*Task details:*
Return each line of the items below that contains the word "cluster". Case counts.
------ Records to use ------
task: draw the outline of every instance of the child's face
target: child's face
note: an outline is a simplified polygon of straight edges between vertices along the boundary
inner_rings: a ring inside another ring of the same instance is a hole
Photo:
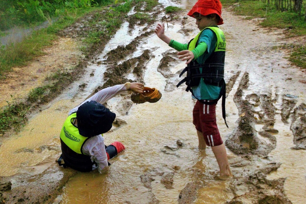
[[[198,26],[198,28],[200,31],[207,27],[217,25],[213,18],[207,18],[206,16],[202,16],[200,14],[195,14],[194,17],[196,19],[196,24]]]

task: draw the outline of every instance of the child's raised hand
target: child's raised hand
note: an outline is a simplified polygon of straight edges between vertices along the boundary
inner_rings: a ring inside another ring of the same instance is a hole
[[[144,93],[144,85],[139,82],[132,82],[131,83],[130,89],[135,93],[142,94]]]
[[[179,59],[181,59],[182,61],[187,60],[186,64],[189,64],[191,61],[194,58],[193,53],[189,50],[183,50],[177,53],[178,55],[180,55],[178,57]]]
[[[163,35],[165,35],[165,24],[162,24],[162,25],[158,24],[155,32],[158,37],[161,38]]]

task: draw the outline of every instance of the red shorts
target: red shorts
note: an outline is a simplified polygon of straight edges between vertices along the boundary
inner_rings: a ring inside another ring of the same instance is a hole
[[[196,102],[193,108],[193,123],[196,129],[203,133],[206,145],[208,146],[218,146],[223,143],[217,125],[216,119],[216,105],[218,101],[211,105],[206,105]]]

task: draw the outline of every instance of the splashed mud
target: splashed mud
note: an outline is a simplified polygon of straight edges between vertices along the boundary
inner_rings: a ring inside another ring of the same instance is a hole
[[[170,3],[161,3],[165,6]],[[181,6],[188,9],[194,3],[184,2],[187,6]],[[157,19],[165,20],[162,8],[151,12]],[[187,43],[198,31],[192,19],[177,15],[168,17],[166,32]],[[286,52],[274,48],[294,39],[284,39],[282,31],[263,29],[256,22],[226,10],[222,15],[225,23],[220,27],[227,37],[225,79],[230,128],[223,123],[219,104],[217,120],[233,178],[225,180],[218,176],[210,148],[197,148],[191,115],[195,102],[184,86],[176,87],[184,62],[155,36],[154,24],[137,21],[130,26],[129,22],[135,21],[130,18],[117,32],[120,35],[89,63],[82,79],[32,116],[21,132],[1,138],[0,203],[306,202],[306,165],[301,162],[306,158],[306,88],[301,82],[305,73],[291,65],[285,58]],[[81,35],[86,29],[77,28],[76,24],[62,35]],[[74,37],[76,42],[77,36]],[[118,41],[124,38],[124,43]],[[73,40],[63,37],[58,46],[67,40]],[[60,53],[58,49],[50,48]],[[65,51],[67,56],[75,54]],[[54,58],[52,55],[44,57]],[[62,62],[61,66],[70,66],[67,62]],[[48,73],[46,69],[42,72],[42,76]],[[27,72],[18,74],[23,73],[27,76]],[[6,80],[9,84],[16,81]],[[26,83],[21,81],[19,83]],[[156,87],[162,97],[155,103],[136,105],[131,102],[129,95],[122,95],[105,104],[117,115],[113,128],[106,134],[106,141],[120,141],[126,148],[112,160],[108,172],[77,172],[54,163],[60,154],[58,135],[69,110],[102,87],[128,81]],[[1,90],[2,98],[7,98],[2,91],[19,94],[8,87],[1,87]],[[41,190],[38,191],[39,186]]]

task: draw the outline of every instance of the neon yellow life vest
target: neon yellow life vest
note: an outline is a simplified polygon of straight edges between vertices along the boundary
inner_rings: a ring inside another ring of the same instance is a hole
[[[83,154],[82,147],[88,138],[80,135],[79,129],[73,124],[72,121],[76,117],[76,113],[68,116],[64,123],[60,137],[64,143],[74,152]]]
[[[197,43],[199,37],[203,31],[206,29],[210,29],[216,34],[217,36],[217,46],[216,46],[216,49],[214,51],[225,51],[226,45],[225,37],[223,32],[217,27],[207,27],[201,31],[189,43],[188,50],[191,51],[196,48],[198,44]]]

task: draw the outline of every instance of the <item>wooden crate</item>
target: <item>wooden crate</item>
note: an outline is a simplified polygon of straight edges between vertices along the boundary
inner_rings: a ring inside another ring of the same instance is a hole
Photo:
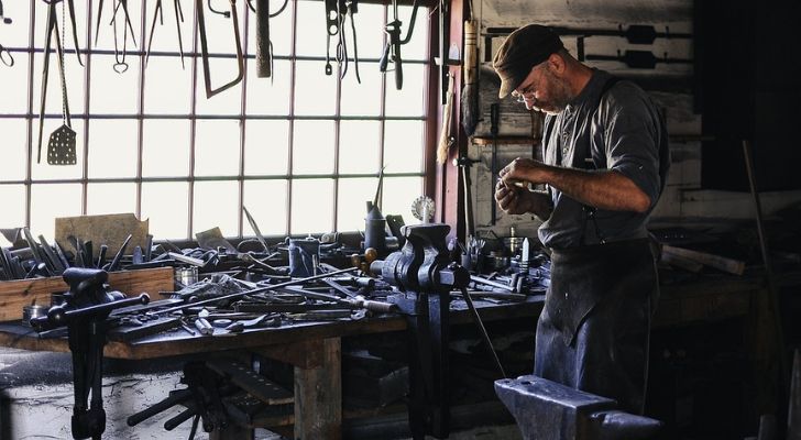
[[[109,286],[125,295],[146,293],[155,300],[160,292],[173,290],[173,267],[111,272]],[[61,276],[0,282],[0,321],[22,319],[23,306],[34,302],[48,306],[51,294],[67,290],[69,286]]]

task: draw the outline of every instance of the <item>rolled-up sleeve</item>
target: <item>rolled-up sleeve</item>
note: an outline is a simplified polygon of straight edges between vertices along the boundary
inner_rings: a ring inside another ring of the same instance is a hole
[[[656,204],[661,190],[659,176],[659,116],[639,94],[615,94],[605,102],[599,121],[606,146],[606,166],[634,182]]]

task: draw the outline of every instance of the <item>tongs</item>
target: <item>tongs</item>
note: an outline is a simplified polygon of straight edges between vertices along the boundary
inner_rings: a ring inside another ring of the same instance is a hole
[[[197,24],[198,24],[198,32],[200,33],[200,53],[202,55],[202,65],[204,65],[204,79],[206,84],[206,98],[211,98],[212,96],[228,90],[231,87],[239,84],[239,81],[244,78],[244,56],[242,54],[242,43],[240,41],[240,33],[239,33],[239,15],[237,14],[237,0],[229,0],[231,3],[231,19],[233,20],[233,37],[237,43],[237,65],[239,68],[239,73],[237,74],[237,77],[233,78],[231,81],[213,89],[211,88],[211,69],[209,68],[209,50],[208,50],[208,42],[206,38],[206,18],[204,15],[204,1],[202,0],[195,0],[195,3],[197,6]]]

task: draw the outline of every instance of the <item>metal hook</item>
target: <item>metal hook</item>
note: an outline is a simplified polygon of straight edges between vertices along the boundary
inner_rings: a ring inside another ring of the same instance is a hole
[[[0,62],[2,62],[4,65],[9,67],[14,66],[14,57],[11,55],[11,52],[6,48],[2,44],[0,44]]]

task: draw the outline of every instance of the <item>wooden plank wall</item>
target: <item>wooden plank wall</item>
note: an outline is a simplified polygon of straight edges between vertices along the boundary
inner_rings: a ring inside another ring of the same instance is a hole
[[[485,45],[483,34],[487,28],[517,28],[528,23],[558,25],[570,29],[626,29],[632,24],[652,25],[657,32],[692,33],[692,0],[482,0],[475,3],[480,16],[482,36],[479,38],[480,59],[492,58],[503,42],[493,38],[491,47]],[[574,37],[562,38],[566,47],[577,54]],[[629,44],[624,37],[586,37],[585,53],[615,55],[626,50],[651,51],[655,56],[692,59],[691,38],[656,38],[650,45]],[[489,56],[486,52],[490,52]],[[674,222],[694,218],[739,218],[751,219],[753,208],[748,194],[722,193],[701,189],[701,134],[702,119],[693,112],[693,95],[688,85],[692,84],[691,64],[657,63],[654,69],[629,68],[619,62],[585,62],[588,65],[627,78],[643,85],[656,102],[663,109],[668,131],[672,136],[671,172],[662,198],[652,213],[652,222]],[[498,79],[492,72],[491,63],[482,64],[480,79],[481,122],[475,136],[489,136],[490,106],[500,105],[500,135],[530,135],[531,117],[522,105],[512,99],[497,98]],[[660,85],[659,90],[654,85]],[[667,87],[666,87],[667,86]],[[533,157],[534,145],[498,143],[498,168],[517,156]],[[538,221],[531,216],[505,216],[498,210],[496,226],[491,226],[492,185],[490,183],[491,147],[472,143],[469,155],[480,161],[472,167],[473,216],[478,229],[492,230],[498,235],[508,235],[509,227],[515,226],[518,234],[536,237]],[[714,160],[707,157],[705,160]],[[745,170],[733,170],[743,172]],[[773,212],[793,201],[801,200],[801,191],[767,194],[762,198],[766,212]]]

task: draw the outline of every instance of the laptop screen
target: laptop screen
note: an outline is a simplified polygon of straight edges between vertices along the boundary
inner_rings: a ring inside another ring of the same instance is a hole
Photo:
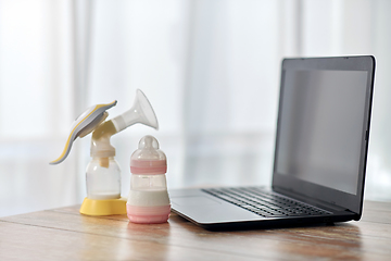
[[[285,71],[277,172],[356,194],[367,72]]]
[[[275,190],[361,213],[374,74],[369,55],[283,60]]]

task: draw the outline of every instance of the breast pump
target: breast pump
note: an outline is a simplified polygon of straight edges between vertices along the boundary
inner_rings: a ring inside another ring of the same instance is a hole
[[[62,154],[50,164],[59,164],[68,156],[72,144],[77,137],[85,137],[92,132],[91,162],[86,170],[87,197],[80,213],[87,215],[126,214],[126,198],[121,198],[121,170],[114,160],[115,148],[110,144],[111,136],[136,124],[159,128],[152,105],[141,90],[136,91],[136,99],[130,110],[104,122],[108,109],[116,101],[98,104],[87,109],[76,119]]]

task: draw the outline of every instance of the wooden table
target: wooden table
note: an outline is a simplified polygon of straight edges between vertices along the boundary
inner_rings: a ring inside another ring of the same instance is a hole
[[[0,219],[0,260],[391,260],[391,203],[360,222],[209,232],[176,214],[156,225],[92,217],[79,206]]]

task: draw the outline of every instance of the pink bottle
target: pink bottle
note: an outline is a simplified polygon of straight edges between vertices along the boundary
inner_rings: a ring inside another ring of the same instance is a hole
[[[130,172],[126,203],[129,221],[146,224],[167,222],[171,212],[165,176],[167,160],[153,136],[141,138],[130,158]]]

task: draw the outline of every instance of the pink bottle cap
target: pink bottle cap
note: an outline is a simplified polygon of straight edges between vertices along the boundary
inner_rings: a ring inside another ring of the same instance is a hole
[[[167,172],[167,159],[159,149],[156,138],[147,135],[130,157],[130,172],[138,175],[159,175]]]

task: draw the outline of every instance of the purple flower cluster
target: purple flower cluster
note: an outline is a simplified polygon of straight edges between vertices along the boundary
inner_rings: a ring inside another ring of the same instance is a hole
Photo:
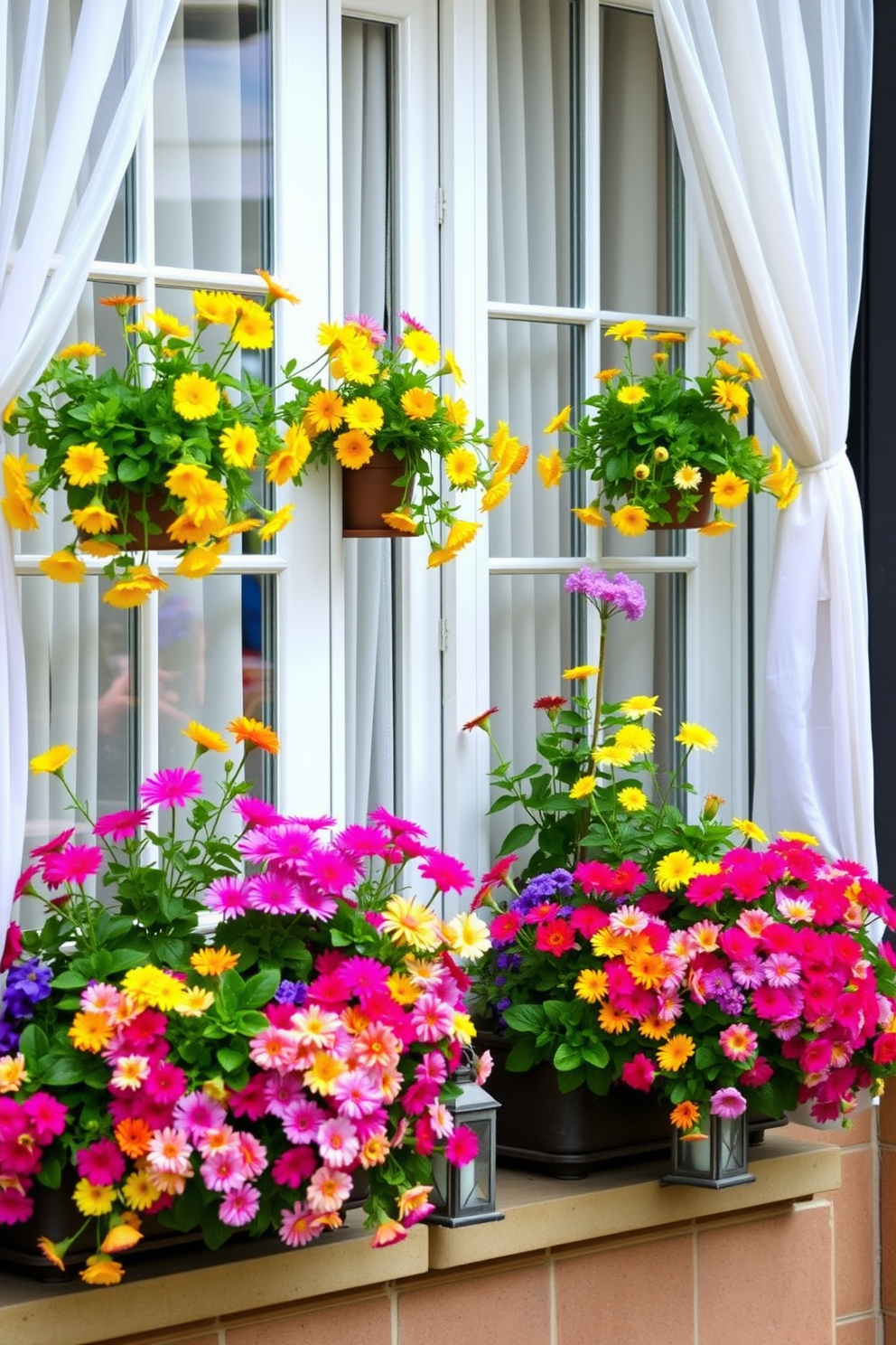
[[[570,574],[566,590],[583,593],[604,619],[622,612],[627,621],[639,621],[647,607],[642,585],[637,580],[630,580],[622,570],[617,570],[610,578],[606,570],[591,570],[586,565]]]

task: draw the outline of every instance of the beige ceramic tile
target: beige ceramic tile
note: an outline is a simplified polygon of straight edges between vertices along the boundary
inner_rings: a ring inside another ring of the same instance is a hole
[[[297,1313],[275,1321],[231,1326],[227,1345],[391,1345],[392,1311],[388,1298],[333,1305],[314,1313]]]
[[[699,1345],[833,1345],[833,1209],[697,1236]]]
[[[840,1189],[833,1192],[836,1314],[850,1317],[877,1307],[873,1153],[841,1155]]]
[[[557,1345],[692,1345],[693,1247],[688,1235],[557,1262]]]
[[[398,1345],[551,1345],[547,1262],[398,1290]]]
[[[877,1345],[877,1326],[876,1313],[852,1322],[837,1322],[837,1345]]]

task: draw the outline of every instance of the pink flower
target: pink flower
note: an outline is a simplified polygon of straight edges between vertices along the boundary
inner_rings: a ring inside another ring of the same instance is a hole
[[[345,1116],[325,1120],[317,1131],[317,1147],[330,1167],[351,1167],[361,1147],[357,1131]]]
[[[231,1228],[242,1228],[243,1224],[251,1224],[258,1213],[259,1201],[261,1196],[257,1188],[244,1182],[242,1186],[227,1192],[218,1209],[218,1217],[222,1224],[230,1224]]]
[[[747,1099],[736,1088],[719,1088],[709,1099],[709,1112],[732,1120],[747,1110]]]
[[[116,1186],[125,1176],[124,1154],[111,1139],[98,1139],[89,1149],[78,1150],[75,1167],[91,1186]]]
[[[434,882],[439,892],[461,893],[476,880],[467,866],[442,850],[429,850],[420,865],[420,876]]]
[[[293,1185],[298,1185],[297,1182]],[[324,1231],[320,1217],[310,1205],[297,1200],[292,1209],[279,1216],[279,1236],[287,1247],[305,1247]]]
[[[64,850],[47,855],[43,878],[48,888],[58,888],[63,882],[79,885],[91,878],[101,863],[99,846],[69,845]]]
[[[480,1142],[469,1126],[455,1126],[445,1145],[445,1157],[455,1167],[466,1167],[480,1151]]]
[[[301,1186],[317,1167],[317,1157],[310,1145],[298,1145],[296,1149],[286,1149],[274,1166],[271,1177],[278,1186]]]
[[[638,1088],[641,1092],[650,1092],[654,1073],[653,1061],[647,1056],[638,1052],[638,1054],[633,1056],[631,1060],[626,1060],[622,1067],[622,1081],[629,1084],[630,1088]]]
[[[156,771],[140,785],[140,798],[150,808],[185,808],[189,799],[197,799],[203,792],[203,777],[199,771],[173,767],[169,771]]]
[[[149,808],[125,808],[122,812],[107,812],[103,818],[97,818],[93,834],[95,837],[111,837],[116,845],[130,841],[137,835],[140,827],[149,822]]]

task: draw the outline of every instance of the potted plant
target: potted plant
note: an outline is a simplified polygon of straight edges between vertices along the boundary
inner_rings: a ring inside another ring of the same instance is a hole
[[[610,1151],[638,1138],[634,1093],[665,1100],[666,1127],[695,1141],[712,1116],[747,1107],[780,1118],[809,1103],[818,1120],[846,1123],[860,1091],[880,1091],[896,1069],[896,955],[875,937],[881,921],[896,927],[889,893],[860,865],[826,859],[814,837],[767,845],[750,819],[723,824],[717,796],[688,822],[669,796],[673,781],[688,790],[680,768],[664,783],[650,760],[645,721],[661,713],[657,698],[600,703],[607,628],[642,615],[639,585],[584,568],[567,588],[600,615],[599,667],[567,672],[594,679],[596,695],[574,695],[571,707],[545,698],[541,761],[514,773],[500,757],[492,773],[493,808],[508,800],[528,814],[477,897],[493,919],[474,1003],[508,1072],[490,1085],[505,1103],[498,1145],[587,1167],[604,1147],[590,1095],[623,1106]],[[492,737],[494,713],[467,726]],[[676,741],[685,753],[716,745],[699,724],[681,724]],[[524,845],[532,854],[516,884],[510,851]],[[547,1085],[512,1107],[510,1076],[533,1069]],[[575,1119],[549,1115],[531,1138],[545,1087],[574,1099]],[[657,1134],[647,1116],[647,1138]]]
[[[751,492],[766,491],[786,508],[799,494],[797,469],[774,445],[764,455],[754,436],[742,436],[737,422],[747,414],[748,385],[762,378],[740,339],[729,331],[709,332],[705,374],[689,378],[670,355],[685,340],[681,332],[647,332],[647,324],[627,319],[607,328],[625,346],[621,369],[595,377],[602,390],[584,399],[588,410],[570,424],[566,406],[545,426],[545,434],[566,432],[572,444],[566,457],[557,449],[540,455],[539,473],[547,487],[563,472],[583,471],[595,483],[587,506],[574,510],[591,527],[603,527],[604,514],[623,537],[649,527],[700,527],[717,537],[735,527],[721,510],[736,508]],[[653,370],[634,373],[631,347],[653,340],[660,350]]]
------
*The result:*
task: draw the outline of every instance of the purple flower cluster
target: purple flower cluster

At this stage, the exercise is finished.